■ Given instruction A
According to the excerpt on bamboo-based composites, what share of bamboo material can now be used during processing?

■ Text shown
^^^^

Haidong Li,^a Xuejun Xu,^a Yunxing Zhang,^a Feifei Zhai,^a,* Ge Wang,^b,* Dandan Ma ^c

DOI: 10.15376/biores.17.2.3202-3213

Keywords: Bamboo-bundle based composites; Mechanical properties; Stacking sequence; Impact behavior

Contact information: a: School of Architectural and Artistic Design, Henan Polytechnic University, Jiaozuo, Henan, 454000, P.R. China; b: International Centre For Bamboo And Rattan, 8 FuTong Eastern Avenue, Wangjing Area, Chaoyang District, Beijing 100102, P.R. China; c: Jiyang College of Zhejiang A&F University; *Corresponding author: lkyzff@163.com; Bamboo_Wood@163.com

INTRODUCTION

Bamboo-based composites have been widely used in residential buildings due to their excellent physical and mechanical properties coupled with the renewable nature of bamboo (Jiang et al. 2013; Chen et al. 2014; Xiao et al. 2014). Various forms of structural bamboo-based composite materials have emerged in the past decades, including plybamboo, bamboo scrimber, glue-laminated bamboo, bamboo laminated lumber, and bamboo-bundle laminated veneer lumber (BLVL) (Li et al. 2014). Throughout its service life, a material or structure is subjected to various forces that will reduce its structural integrity over time until failure occurs (Como and Mahmoud et al. 2013; Sarasini et al. 2014). Impact damage is a serious problem for laminate composite structures, which comprises multiple failure mechanisms such as intralaminar matrix cracking (plasticity), interlaminar delamination, fiber-matrix interface debonding, and fiber fracture (González et al. 2011). These failures can be highly significant and may lead to the unexpected collapse of structures. The implications of a disaster such as a structural collapse have led to the growing area of research of low-velocity impact damage of bamboo-based composites, since structural collapse happens at these low velocities.

Bamboo fiber bundles are a new type of material used for manufacturing bamboo-based composites. Bamboo fiber bundles have been successfully commercialized and have seen rapid application throughout China. Advancements in bamboo manufacturing technologies have allowed for the utilization of 90% of bamboo material during processing (Jiang 2007; Li et al. 2014). These raw materials are mainly used to prepare bamboo scrimber and BLVL (Yu et al. 2014; Deng et al. 2015). Bamboo-bundle laminated veneer lumber is an engineered composite made from parallel bamboo fiber bundle veneers. Bamboo fiber bundle veneers are prepared by a process that links fibrillated bamboo bundles together (Zhou et al. 2019). A series of bamboo bundle veneer composites has been developed and applied as outdoor wall materials, floor panels, roof sheathing, and other sheathing planks.

^^^^

■ Excerpted data
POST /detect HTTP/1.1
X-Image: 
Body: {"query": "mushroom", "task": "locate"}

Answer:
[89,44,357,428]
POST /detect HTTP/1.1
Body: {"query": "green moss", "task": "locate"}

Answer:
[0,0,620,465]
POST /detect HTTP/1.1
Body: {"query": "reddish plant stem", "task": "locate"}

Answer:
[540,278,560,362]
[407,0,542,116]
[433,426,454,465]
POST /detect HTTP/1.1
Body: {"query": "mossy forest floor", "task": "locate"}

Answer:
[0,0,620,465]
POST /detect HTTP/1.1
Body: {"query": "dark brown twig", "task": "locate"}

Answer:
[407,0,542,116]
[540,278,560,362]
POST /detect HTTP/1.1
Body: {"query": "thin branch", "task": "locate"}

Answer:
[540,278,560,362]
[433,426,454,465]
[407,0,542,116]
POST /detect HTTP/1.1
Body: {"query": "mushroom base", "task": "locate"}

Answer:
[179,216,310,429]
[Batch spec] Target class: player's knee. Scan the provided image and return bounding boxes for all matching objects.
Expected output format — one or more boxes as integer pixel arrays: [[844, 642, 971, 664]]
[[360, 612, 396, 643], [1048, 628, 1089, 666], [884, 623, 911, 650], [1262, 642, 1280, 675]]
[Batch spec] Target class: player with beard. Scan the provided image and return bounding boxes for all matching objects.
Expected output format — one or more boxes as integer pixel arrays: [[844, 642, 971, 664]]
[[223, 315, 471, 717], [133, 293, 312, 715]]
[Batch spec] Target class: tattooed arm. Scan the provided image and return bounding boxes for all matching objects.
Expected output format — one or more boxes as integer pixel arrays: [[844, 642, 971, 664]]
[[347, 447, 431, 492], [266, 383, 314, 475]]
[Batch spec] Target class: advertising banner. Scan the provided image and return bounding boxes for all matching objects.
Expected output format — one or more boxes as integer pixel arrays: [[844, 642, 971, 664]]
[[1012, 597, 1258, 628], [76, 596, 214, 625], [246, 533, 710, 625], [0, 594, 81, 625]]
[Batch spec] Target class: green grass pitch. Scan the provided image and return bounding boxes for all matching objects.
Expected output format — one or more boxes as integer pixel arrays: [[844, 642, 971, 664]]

^^^^

■ Given instruction B
Reproduce the rows from the line containing "[Batch spec] Target class: player's" through the line containing "642, 1280, 675]]", inclusive, requests included, with 148 added to every bounding box coordinate in the answers.

■ Task response A
90%

■ Task response B
[Batch spec] Target class: player's knee. Scan the provided image and return bounding boxes for all matching objects.
Expected output format — one or more boxes as integer pixel arrays: [[844, 642, 971, 664]]
[[508, 760, 544, 791], [1196, 776, 1237, 814], [1032, 771, 1059, 798], [1410, 790, 1428, 823]]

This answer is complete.